Top of Task material

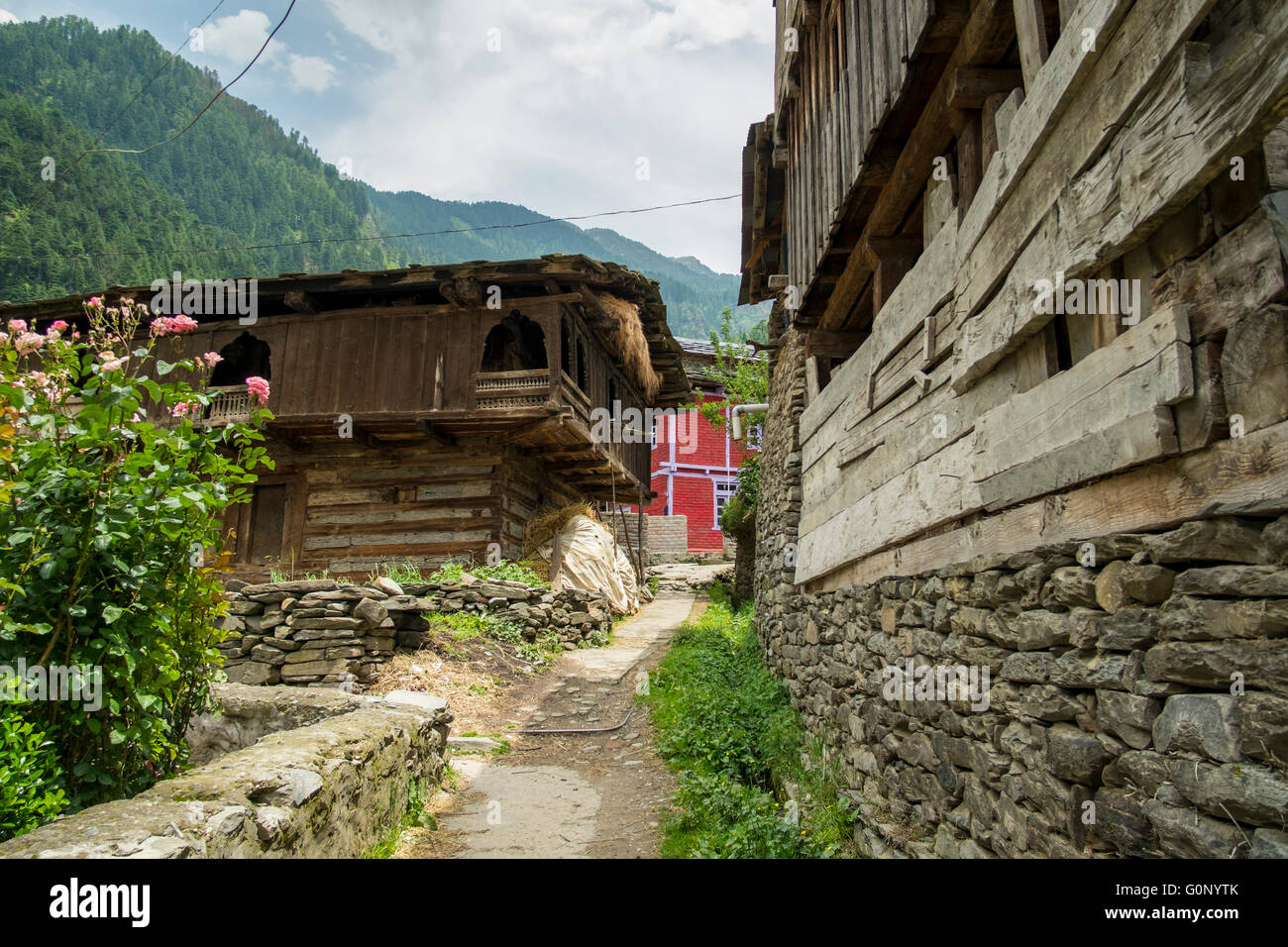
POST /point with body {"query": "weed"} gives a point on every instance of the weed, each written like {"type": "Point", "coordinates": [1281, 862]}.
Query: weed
{"type": "Point", "coordinates": [730, 731]}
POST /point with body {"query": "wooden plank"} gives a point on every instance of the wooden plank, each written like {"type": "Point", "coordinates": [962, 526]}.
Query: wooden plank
{"type": "Point", "coordinates": [1144, 368]}
{"type": "Point", "coordinates": [1181, 137]}
{"type": "Point", "coordinates": [935, 491]}
{"type": "Point", "coordinates": [1228, 475]}
{"type": "Point", "coordinates": [1275, 150]}
{"type": "Point", "coordinates": [973, 85]}
{"type": "Point", "coordinates": [1102, 218]}
{"type": "Point", "coordinates": [1203, 419]}
{"type": "Point", "coordinates": [970, 158]}
{"type": "Point", "coordinates": [986, 38]}
{"type": "Point", "coordinates": [1254, 368]}
{"type": "Point", "coordinates": [988, 127]}
{"type": "Point", "coordinates": [1056, 129]}
{"type": "Point", "coordinates": [1241, 272]}
{"type": "Point", "coordinates": [1119, 446]}
{"type": "Point", "coordinates": [1031, 39]}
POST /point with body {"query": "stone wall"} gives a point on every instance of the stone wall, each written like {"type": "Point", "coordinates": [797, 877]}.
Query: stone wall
{"type": "Point", "coordinates": [668, 539]}
{"type": "Point", "coordinates": [1137, 699]}
{"type": "Point", "coordinates": [322, 633]}
{"type": "Point", "coordinates": [331, 789]}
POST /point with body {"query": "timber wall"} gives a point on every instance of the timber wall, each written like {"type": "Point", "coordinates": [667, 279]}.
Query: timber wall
{"type": "Point", "coordinates": [1090, 510]}
{"type": "Point", "coordinates": [351, 508]}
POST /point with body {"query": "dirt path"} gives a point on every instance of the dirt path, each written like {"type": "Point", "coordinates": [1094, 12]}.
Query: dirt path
{"type": "Point", "coordinates": [566, 795]}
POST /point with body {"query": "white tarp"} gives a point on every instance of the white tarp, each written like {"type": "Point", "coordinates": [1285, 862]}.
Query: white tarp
{"type": "Point", "coordinates": [593, 562]}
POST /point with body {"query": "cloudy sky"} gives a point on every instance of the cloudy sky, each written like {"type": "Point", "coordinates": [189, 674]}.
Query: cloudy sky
{"type": "Point", "coordinates": [565, 107]}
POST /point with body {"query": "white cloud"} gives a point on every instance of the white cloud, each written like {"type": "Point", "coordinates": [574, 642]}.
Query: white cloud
{"type": "Point", "coordinates": [309, 72]}
{"type": "Point", "coordinates": [239, 38]}
{"type": "Point", "coordinates": [558, 118]}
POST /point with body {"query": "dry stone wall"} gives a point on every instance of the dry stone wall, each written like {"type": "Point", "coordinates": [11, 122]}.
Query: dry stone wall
{"type": "Point", "coordinates": [322, 633]}
{"type": "Point", "coordinates": [1136, 698]}
{"type": "Point", "coordinates": [330, 789]}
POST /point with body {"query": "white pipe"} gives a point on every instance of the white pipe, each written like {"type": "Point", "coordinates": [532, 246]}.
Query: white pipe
{"type": "Point", "coordinates": [738, 410]}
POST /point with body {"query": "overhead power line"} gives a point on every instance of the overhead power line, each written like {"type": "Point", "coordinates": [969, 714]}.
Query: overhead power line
{"type": "Point", "coordinates": [217, 97]}
{"type": "Point", "coordinates": [362, 239]}
{"type": "Point", "coordinates": [121, 112]}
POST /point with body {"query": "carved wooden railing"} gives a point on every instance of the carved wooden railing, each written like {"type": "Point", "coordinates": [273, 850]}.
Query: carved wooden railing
{"type": "Point", "coordinates": [510, 389]}
{"type": "Point", "coordinates": [231, 405]}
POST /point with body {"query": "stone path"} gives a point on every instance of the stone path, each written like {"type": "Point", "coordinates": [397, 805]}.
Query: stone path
{"type": "Point", "coordinates": [574, 795]}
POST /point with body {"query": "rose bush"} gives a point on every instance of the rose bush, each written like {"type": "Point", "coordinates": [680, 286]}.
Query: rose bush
{"type": "Point", "coordinates": [110, 522]}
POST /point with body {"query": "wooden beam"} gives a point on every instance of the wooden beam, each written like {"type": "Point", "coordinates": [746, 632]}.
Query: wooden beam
{"type": "Point", "coordinates": [1031, 39]}
{"type": "Point", "coordinates": [984, 40]}
{"type": "Point", "coordinates": [973, 85]}
{"type": "Point", "coordinates": [1231, 476]}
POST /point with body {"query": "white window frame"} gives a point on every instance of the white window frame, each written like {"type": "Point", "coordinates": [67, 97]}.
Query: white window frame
{"type": "Point", "coordinates": [728, 487]}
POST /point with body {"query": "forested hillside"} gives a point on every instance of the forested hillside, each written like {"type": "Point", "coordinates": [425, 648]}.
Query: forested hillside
{"type": "Point", "coordinates": [236, 179]}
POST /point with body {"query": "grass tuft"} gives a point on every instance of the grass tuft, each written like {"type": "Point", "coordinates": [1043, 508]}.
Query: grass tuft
{"type": "Point", "coordinates": [729, 729]}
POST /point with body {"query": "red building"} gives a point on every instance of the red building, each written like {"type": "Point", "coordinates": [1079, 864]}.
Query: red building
{"type": "Point", "coordinates": [696, 466]}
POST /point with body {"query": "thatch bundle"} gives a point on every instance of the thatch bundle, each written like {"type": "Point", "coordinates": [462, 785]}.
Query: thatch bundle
{"type": "Point", "coordinates": [631, 343]}
{"type": "Point", "coordinates": [546, 522]}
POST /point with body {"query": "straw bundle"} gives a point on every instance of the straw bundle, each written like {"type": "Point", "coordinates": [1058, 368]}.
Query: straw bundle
{"type": "Point", "coordinates": [631, 344]}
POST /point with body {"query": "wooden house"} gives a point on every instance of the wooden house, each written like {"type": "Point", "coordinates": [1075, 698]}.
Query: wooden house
{"type": "Point", "coordinates": [428, 412]}
{"type": "Point", "coordinates": [934, 178]}
{"type": "Point", "coordinates": [1028, 420]}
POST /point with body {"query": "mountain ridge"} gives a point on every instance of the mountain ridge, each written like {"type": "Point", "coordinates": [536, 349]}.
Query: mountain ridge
{"type": "Point", "coordinates": [236, 180]}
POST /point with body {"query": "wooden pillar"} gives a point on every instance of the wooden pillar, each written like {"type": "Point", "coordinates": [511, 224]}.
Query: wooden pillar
{"type": "Point", "coordinates": [1030, 37]}
{"type": "Point", "coordinates": [639, 534]}
{"type": "Point", "coordinates": [555, 561]}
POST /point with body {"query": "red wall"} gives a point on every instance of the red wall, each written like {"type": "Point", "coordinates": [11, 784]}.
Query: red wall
{"type": "Point", "coordinates": [700, 460]}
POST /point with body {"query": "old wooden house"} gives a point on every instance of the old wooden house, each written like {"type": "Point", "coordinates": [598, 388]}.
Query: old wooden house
{"type": "Point", "coordinates": [428, 412]}
{"type": "Point", "coordinates": [1029, 371]}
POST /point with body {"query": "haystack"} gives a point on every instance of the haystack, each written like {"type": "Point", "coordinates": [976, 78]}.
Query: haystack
{"type": "Point", "coordinates": [631, 343]}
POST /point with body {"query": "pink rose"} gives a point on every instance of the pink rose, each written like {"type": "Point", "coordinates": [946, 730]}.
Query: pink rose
{"type": "Point", "coordinates": [30, 342]}
{"type": "Point", "coordinates": [172, 325]}
{"type": "Point", "coordinates": [258, 386]}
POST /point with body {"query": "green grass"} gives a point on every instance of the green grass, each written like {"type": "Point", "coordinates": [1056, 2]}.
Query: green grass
{"type": "Point", "coordinates": [413, 815]}
{"type": "Point", "coordinates": [464, 626]}
{"type": "Point", "coordinates": [729, 729]}
{"type": "Point", "coordinates": [505, 570]}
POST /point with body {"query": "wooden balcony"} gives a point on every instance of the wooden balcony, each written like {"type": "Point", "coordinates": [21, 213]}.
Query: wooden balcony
{"type": "Point", "coordinates": [509, 390]}
{"type": "Point", "coordinates": [230, 406]}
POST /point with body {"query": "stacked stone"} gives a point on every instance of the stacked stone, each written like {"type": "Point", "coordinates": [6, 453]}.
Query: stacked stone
{"type": "Point", "coordinates": [1138, 702]}
{"type": "Point", "coordinates": [322, 634]}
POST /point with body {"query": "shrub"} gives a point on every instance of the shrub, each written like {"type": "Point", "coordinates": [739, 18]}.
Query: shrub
{"type": "Point", "coordinates": [107, 519]}
{"type": "Point", "coordinates": [730, 731]}
{"type": "Point", "coordinates": [30, 776]}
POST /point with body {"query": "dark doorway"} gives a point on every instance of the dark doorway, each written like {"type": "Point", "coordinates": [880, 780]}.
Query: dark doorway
{"type": "Point", "coordinates": [244, 357]}
{"type": "Point", "coordinates": [514, 344]}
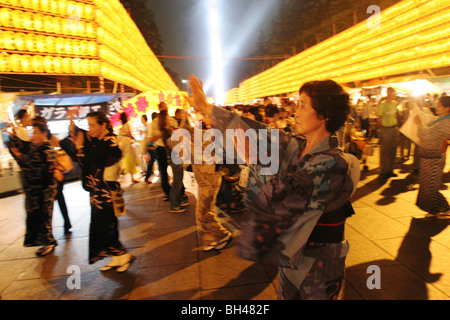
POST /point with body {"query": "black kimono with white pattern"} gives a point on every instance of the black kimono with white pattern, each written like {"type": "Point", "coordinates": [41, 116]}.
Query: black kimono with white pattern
{"type": "Point", "coordinates": [93, 158]}
{"type": "Point", "coordinates": [37, 164]}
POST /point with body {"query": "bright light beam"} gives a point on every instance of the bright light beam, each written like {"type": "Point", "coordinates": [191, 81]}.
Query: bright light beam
{"type": "Point", "coordinates": [216, 50]}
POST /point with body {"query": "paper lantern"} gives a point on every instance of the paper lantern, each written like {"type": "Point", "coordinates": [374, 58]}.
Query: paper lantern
{"type": "Point", "coordinates": [50, 44]}
{"type": "Point", "coordinates": [90, 30]}
{"type": "Point", "coordinates": [45, 5]}
{"type": "Point", "coordinates": [26, 63]}
{"type": "Point", "coordinates": [40, 43]}
{"type": "Point", "coordinates": [62, 7]}
{"type": "Point", "coordinates": [38, 22]}
{"type": "Point", "coordinates": [83, 47]}
{"type": "Point", "coordinates": [67, 65]}
{"type": "Point", "coordinates": [76, 47]}
{"type": "Point", "coordinates": [94, 66]}
{"type": "Point", "coordinates": [89, 12]}
{"type": "Point", "coordinates": [30, 42]}
{"type": "Point", "coordinates": [60, 45]}
{"type": "Point", "coordinates": [19, 41]}
{"type": "Point", "coordinates": [35, 4]}
{"type": "Point", "coordinates": [8, 40]}
{"type": "Point", "coordinates": [93, 48]}
{"type": "Point", "coordinates": [26, 3]}
{"type": "Point", "coordinates": [76, 65]}
{"type": "Point", "coordinates": [4, 62]}
{"type": "Point", "coordinates": [68, 49]}
{"type": "Point", "coordinates": [27, 20]}
{"type": "Point", "coordinates": [57, 24]}
{"type": "Point", "coordinates": [6, 17]}
{"type": "Point", "coordinates": [57, 64]}
{"type": "Point", "coordinates": [37, 62]}
{"type": "Point", "coordinates": [54, 6]}
{"type": "Point", "coordinates": [48, 64]}
{"type": "Point", "coordinates": [15, 62]}
{"type": "Point", "coordinates": [17, 19]}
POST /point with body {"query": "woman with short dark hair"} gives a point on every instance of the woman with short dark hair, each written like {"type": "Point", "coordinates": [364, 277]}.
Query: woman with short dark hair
{"type": "Point", "coordinates": [297, 214]}
{"type": "Point", "coordinates": [96, 151]}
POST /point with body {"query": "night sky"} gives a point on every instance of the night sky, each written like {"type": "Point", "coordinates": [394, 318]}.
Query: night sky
{"type": "Point", "coordinates": [183, 25]}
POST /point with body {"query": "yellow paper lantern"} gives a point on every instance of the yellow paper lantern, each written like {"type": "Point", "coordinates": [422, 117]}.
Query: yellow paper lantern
{"type": "Point", "coordinates": [30, 42]}
{"type": "Point", "coordinates": [50, 44]}
{"type": "Point", "coordinates": [62, 7]}
{"type": "Point", "coordinates": [57, 24]}
{"type": "Point", "coordinates": [45, 5]}
{"type": "Point", "coordinates": [17, 19]}
{"type": "Point", "coordinates": [38, 22]}
{"type": "Point", "coordinates": [67, 65]}
{"type": "Point", "coordinates": [85, 66]}
{"type": "Point", "coordinates": [48, 64]}
{"type": "Point", "coordinates": [57, 64]}
{"type": "Point", "coordinates": [60, 45]}
{"type": "Point", "coordinates": [48, 24]}
{"type": "Point", "coordinates": [88, 11]}
{"type": "Point", "coordinates": [27, 20]}
{"type": "Point", "coordinates": [93, 48]}
{"type": "Point", "coordinates": [68, 49]}
{"type": "Point", "coordinates": [40, 43]}
{"type": "Point", "coordinates": [8, 40]}
{"type": "Point", "coordinates": [35, 4]}
{"type": "Point", "coordinates": [26, 3]}
{"type": "Point", "coordinates": [4, 62]}
{"type": "Point", "coordinates": [76, 65]}
{"type": "Point", "coordinates": [6, 17]}
{"type": "Point", "coordinates": [54, 6]}
{"type": "Point", "coordinates": [26, 63]}
{"type": "Point", "coordinates": [94, 66]}
{"type": "Point", "coordinates": [19, 41]}
{"type": "Point", "coordinates": [76, 47]}
{"type": "Point", "coordinates": [15, 62]}
{"type": "Point", "coordinates": [37, 63]}
{"type": "Point", "coordinates": [90, 30]}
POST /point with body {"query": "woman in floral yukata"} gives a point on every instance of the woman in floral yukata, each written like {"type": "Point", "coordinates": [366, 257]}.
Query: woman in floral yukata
{"type": "Point", "coordinates": [297, 214]}
{"type": "Point", "coordinates": [96, 151]}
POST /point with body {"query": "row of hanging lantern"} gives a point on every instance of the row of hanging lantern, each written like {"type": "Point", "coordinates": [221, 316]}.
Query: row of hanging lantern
{"type": "Point", "coordinates": [19, 41]}
{"type": "Point", "coordinates": [24, 63]}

Bottom of Task material

■ **Exercise aim**
Repeat only the lines from the beginning of the material through the line containing "wooden plank, each", both ends kept, leaving pictures out.

■ **Answer space**
POST /point with body {"query": "weed"} gives a point on every instance of the weed, each written like {"type": "Point", "coordinates": [1281, 862]}.
Query: weed
{"type": "Point", "coordinates": [730, 731]}
POST /point with body {"query": "wooden plank"} gives a point on every instance of the wooden plank, each written like {"type": "Point", "coordinates": [962, 526]}.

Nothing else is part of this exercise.